**PASSAGE GIVEN**
▼
What I was thinking earlier was that things can be a lot worse if each switch port is configured to autolearn its VLAN configuration based on the received VLAN tags, IP addresses, MACs etc. That is often the default switch configuration – accept all traffic as good and set the best network switching from that. Maximum bad if the actual port attached to the WAN learns configuration from whatever packets the switch receives. In those cases you have primed the switch to accept spoofed traffic, identities, and even VLANs.
Lets talk about the performance part of this since you lagged the connections… 1+1+1+1 does not = 4… It just equals 4 x 1 links… Where your traffic may or may not load balance across the physical links…
I would see little advantage to such a setup from a performance point of view, because you have no idea what physical path traffic would be taking… Much easier to assign your physical nics to specific vlans that are tied to specific vms on vlans or pfsense, etc.
I you need more than 1 network into that specific nic - then sure vlan it…
But I do not see such a setup helping in any way security or performance… The more complex you make a setup the more likely to make a security mistake… So if anything such a setup could be seen as lowering the security… And from a such a setup you have idea if the return traffic or other intervlan traffic will take a different physical path so you could have bunch of hairpins which could lower your overall performance…
Thank you for your replies.
First, i want to talk about the security part and how i have set it up.
The DSL Modem, which is my WAN connection is connected to a certain port on the switch which is untagged member of the WAN VLAN and is tagged by the PVID Setting. The Port is no member of any other VLAN, so Packets with “spoofed” VLAN IDs should be dropped. The Switch Management Interface is only reachable through my Main Network VLAN.
For the performance Part, i´m aware of the fact that i would not get 4 Gbit Connection to a single Point, but i would usually have various data streams and therefore i should have a benefit of this setup.
When i separate the WAN to a single NIC however, i would loose the major part of its bandwidth, as my WAN Connection is not anything near Gbit speed.
▲
**JOBS**
**a)** Reproduce word for word the part of the VLAN thread that begins at the words "I you need more" and stops after the words "for your replies.".
**b)** For each statement below, say whether the VLAN thread supports it. Answer yes or no, and quote the deciding words of the thread exactly.
(i) Lagging four 1 Gbit links does not produce a single 4 Gbit link.
(ii) The switch management interface can be reached from the WAN VLAN.
(iii) The WAN connection runs at close to gigabit speed.
**c)** According to the VLAN thread, a switch becomes primed to accept certain things when its WAN port learns configuration from the packets it receives. List all of these things.

**DATA EXCERPTS**
▼
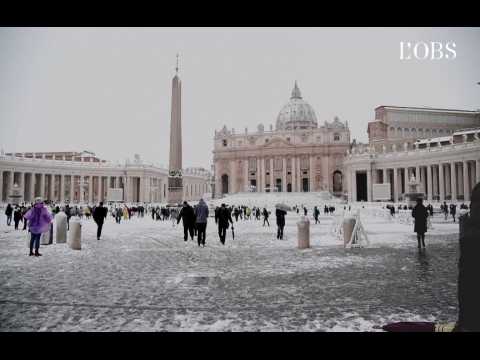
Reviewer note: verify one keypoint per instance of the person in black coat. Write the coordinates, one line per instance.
(99, 215)
(9, 213)
(420, 214)
(469, 267)
(222, 217)
(187, 215)
(280, 214)
(17, 216)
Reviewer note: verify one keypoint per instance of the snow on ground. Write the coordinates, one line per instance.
(142, 276)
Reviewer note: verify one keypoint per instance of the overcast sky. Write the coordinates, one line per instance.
(108, 90)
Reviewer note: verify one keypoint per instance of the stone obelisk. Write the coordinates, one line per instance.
(175, 181)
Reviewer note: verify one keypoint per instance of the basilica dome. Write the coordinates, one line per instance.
(296, 114)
▲
**RESULTS**
**a)**
I you need more than 1 network into that specific nic - then sure vlan it…
But I do not see such a setup helping in any way security or performance… The more complex you make a setup the more likely to make a security mistake… So if anything such a setup could be seen as lowering the security… And from a such a setup you have idea if the return traffic or other intervlan traffic will take a different physical path so you could have bunch of hairpins which could lower your overall performance…
Thank you for your replies.

**b)**
(i) Yes: "1+1+1+1 does not = 4"
(ii) No: "The Switch Management Interface is only reachable through my Main Network VLAN."
(iii) No: "as my WAN Connection is not anything near Gbit speed."

**c)**
- spoofed traffic
- identities
- VLANs